## Task goal
Check every line of the data and copy the ones where "hair" appears.

## Material for this task
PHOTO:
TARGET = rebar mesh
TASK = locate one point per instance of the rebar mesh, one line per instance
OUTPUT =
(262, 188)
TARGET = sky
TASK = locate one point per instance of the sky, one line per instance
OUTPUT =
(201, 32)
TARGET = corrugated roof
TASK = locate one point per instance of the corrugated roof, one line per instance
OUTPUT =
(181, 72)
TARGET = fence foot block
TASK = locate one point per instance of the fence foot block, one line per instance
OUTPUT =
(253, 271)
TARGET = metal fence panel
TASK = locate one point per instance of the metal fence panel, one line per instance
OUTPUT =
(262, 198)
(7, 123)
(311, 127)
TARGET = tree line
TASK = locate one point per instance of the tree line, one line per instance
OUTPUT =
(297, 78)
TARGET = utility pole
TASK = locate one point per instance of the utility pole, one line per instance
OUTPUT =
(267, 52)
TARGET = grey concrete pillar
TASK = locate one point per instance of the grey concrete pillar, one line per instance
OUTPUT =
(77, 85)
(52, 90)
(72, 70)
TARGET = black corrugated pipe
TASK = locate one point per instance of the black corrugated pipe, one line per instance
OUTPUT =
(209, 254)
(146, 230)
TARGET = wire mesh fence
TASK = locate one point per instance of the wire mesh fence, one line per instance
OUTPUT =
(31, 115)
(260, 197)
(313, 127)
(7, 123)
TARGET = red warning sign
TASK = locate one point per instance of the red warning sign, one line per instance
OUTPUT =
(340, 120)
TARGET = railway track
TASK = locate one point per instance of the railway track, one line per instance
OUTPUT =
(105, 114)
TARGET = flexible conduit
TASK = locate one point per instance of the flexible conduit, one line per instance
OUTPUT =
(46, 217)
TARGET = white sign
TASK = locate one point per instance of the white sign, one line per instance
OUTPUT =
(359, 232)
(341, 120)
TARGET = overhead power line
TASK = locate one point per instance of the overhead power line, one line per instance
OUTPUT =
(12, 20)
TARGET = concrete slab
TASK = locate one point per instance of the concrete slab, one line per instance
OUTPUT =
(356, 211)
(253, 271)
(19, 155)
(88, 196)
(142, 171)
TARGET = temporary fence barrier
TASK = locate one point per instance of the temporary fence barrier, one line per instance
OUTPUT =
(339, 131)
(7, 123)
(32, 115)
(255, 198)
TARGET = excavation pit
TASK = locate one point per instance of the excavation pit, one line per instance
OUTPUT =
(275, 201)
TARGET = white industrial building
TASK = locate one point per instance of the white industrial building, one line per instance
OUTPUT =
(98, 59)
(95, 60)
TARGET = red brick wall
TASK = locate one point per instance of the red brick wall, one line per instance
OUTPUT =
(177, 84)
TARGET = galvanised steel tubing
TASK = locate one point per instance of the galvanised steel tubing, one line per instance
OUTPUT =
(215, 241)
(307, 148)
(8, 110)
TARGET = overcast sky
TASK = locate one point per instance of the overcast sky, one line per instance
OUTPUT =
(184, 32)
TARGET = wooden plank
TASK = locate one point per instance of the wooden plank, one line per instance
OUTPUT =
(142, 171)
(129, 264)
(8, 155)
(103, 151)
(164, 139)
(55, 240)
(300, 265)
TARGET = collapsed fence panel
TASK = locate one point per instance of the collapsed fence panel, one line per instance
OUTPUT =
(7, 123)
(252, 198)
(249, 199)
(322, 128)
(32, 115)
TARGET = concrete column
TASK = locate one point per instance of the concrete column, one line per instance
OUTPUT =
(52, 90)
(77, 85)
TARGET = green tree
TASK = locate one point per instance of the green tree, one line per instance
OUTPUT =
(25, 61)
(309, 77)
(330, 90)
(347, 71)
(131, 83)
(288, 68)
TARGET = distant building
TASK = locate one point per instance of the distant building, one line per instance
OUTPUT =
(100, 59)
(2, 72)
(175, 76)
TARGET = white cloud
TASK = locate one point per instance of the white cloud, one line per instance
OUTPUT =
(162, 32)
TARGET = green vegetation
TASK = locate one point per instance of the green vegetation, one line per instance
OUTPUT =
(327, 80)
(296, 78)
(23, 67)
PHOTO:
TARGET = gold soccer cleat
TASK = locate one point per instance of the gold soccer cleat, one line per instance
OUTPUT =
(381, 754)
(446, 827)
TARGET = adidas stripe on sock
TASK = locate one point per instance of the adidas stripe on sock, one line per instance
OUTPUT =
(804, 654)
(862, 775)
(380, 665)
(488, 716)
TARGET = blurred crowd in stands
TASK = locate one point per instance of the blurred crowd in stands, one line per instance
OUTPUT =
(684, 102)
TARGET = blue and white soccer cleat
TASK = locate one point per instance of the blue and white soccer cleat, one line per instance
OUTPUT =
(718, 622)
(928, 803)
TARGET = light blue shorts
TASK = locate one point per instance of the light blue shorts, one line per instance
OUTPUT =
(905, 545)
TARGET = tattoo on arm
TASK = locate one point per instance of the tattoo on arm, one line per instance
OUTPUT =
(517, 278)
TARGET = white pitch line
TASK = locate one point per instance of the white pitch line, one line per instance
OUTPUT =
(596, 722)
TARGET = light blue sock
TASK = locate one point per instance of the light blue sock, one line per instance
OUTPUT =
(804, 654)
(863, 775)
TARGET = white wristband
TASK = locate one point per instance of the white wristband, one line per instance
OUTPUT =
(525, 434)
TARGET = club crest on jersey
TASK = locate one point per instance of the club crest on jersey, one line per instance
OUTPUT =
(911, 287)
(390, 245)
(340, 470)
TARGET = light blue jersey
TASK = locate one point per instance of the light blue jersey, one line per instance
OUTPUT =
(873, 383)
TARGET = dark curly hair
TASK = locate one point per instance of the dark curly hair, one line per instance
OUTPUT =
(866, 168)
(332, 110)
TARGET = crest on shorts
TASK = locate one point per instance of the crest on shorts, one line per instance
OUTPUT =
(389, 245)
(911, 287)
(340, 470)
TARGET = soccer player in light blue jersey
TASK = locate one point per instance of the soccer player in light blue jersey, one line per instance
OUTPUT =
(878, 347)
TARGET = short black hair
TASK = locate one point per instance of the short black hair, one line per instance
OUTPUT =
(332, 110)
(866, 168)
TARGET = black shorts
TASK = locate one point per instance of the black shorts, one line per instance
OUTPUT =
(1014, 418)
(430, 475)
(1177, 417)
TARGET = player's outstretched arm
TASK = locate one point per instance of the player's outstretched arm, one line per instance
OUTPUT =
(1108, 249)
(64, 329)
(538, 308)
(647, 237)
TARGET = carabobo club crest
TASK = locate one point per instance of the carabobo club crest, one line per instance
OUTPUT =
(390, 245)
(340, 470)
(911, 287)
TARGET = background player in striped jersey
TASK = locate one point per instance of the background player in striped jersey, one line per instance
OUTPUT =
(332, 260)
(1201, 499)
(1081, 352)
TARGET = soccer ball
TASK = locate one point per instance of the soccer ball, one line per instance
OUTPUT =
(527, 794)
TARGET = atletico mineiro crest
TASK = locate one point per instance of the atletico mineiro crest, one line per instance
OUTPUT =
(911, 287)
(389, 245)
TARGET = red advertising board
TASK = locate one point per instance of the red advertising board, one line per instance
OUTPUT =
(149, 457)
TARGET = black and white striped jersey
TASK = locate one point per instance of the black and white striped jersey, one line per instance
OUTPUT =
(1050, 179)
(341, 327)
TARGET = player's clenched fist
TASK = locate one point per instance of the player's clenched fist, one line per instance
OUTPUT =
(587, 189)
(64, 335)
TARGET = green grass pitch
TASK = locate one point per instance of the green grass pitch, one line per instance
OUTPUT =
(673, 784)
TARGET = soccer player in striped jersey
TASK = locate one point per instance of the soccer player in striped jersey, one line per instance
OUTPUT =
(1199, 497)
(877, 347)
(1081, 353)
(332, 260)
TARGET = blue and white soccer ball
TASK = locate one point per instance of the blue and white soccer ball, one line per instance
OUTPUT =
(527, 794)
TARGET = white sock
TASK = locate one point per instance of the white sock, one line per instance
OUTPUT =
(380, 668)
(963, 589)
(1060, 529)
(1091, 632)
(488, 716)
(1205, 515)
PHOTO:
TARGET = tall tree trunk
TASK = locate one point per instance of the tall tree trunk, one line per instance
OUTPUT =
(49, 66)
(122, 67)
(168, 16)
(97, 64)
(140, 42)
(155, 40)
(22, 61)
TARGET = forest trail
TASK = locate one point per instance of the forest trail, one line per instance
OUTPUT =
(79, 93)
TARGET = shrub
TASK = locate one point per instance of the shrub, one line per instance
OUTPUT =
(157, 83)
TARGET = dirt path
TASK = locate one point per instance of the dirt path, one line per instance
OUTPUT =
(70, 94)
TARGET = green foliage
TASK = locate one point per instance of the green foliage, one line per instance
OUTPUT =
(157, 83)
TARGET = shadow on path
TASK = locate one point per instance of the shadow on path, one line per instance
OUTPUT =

## Response area
TARGET = dark curly hair
TASK = locate one point per instance of the dark curly hair, one line per instance
TARGET = short black hair
TASK = locate one point per instance of the short black hair, one line per instance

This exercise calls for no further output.